● **WORK TO COMPLETE**:
1 > Answer these questions using the text about quitting podcasting and music:
(a) In what year did the writer stop podcasting altogether?
(b) When did the writer's workplace finally close down?
(c) What does the writer think of starting while looking for a new job?
2 > Continue the text about quitting podcasting and music, picking up right after its final sentence.

● **TEXT EXTRACT**:
In 2010 I started toning down my podcasting and by 2011 I stopped altogether. I also stopped writing music. I was listening to some of my own music at the time and it turned out it was hard for me to listen to it. The music had a very harsh and unpleasant feel to it and I just didn’t want to create such music anymore. The place I worked in at the time was in danger of closing down and it took all my energy trying to keep it afloat. In the end, it sank like a dying ship. It finally closed down in early 2019 and I’ve been out of a job ever since.
Gaming was always in the background as a pastime for me, and it soon became my main focus, replacing both music and podcasting. I’m now closing in on two years without a job and it’s a good time to reevaluate things. It turns out that making podcasts is not something I want to continue doing, and while I’m still interested in making music, I don’t want to make the kind of music I have been creating in the past. If I am ever going to make new music, it is going to be very different from what I have done until now. I will have to find my new sound, and I’m not there yet. Gaming is the one thing I like doing the most so it is going to be my main focus for now. I’ve been thinking of starting a gaming channel on YouTube while I look for a new job, just to see if it’s something I like doing, though I’m not currently building on this as something I would do for the long run. I’ll just see how it goes. If I have fun doing it, I’ll continue with it. If I don’t, it would be a short-lived thing.

● **RECORDED DATA**:
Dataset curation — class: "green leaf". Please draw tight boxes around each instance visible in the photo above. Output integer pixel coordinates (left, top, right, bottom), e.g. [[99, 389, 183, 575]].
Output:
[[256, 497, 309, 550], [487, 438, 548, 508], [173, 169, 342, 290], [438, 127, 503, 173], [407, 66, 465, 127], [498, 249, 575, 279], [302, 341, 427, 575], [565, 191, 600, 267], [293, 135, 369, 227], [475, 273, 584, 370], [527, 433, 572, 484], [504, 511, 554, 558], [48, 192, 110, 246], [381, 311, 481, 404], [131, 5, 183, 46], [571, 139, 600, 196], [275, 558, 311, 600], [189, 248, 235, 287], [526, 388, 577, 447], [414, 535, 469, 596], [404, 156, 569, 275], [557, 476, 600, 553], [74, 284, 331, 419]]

● **EXPECTED RESPONSES**:
1 >
(a) 2011
(b) Early 2019
(c) A gaming channel on YouTube

2 >
This is, as I said at the beginning, the last episode of my last podcast. It’s the end of an era for me, and the start of a new one. I have put too much work into things that don’t really matter to me. I’m not going to do that anymore. For a while, I thought podcasting will be what I would be making a living off, but this is the wrong reason to do anything, and anyway, it never worked out. In fact, “My Surreal Sketchbook of Reality” was the only podcast I have done entirely for fun, and if I don’t enjoy doing this one, I don’t see myself doing another one in the future. I guess this is the beginning of a new and healthier path for me. All that is left to say is goodbye.
This concludes episode 32 of this podcast. Close the door on your way out and don’t forget – I’m just a figment of your imagination.